#### EXERCISE SET:
(a) Translate this sentence from the page on Bitcoin's early builder culture into Spanish: "He concludes the interview by explaining where he thinks Bitcoin is on the adoption timeline."
(b) According to the page on Bitcoin's early builder culture, on what date was the interview filmed?
(c) Reproduce the portion of the page on Bitcoin's early builder culture starting with "Dan Held, Growth" and going on through "bitcoin was created!".

Bitcoin’s Early Builder Culture and the Crypto Divide

Published on
October 12th, 2020
Duration
54 minutes


Bitcoin’s Early Builder Culture and the Crypto Divide

The Interview - Crypto ·
Featuring Dan Held

Published on: October 12th, 2020 • Duration: 54 minutes

Dan Held, Growth Lead at Kraken, joins Ash Bennington, Real Vision Senior Editor, to discuss Bitcoin in the early years and the rapid pace of change since. Held describes his own background in traditional finance, the early builder culture, and his own Bitcoin project. Held talks a bit about his position as "Growth Lead" and what this new kind of position actually entails. He explains the divide between "Crypto" and "Bitcoin" and why this divide exists. He concludes the interview by explaining where he thinks Bitcoin is on the adoption timeline. Filmed on October 6, 2020.

Comments

  • CB
    Carl B.
    2 November 2020 @ 19:21
    Pretty vapid and rather negative interviewee here. Fits with his general reputation on crypto twitter.
  • Ev
    Emiel v.
    23 October 2020 @ 07:58
    Wow, never let engineerings invent shiny things? Nice paradox, this is exactly how bitcoin was created!
  • BS
    Ben S.
    18 October 2020 @ 11:03
    Really good interview from Dan! Bullish on Bitcoin
  • MD
    Matt D.

Dataset excerpt:
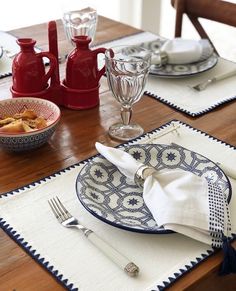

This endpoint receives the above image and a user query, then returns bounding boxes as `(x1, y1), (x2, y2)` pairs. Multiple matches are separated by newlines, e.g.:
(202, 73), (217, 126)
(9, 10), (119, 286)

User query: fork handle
(85, 231), (139, 277)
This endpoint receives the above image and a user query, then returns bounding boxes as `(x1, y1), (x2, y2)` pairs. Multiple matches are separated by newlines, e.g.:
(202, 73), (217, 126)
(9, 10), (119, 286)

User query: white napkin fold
(152, 38), (213, 65)
(96, 143), (230, 247)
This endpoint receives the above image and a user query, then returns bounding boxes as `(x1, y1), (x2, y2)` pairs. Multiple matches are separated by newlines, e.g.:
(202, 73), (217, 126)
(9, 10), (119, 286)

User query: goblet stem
(120, 106), (133, 125)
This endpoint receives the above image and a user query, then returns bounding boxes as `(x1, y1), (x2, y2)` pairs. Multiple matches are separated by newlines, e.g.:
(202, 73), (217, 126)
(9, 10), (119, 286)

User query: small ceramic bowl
(0, 97), (61, 151)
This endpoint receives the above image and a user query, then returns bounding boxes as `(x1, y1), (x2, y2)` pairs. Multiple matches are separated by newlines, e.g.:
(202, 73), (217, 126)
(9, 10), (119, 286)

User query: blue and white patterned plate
(76, 144), (231, 234)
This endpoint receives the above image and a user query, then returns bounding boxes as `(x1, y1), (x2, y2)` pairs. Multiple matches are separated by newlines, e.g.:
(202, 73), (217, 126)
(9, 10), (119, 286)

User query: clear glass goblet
(61, 0), (98, 46)
(105, 46), (151, 141)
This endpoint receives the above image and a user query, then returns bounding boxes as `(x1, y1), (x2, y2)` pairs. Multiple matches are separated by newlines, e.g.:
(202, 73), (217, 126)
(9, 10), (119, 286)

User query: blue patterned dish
(76, 144), (231, 234)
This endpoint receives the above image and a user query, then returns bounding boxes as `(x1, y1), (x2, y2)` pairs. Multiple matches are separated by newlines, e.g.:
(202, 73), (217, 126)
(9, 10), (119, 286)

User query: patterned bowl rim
(0, 97), (61, 138)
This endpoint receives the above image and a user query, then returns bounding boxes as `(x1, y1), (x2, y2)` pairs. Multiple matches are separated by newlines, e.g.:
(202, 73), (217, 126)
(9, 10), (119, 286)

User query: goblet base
(108, 123), (144, 141)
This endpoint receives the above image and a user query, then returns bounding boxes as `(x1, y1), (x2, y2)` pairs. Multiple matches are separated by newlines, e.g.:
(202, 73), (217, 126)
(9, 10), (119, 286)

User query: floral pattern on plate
(76, 144), (231, 234)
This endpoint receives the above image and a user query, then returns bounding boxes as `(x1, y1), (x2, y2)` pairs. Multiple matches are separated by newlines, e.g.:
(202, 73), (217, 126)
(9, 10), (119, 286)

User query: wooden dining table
(0, 17), (236, 291)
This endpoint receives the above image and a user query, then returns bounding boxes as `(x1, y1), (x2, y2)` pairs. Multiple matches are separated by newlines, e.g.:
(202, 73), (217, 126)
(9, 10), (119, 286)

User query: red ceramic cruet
(65, 35), (106, 90)
(12, 38), (56, 93)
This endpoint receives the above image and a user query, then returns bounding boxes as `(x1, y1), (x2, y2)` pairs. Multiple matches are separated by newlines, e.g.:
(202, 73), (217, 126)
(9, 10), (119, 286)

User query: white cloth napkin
(152, 38), (213, 65)
(96, 143), (230, 247)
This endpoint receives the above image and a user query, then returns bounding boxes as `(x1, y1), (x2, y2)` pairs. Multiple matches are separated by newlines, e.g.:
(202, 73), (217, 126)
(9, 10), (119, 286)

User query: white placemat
(97, 32), (236, 116)
(0, 121), (236, 291)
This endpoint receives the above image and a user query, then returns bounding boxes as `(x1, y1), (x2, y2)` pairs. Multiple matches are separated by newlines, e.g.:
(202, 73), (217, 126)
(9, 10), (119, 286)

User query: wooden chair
(171, 0), (236, 54)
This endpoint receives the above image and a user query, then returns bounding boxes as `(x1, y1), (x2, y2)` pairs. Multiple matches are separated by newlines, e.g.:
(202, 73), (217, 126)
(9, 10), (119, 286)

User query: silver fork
(48, 197), (139, 277)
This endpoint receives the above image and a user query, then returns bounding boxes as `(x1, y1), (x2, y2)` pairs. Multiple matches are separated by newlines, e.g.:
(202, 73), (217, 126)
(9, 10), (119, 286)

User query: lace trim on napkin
(0, 120), (236, 291)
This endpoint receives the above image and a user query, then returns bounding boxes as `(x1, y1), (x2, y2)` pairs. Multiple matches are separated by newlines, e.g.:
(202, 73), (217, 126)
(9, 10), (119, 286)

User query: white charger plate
(142, 38), (218, 78)
(76, 144), (232, 234)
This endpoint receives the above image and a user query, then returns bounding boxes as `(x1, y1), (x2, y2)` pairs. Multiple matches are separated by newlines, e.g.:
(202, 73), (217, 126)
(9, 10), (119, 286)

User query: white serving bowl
(0, 97), (61, 151)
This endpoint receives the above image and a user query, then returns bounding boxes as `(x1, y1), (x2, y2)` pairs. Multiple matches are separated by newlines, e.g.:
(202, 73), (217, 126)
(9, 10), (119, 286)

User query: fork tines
(48, 196), (72, 222)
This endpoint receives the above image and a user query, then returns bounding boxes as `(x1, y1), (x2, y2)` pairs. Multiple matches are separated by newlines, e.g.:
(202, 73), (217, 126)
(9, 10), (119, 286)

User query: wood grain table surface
(0, 17), (236, 291)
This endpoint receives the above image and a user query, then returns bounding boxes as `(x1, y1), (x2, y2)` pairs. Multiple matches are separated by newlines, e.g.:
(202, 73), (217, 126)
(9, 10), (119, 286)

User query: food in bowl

#### SOLUTIONS:
(a) Concluye la entrevista explicando en qué punto cree que se encuentra Bitcoin en la línea de tiempo de adopción.

(b) October 6, 2020.

(c)
Dan Held, Growth Lead at Kraken, joins Ash Bennington, Real Vision Senior Editor, to discuss Bitcoin in the early years and the rapid pace of change since. Held describes his own background in traditional finance, the early builder culture, and his own Bitcoin project. Held talks a bit about his position as "Growth Lead" and what this new kind of position actually entails. He explains the divide between "Crypto" and "Bitcoin" and why this divide exists. He concludes the interview by explaining where he thinks Bitcoin is on the adoption timeline. Filmed on October 6, 2020.

Comments

  • CB
    Carl B.
    2 November 2020 @ 19:21
    Pretty vapid and rather negative interviewee here. Fits with his general reputation on crypto twitter.
  • Ev
    Emiel v.
    23 October 2020 @ 07:58
    Wow, never let engineerings invent shiny things? Nice paradox, this is exactly how bitcoin was created!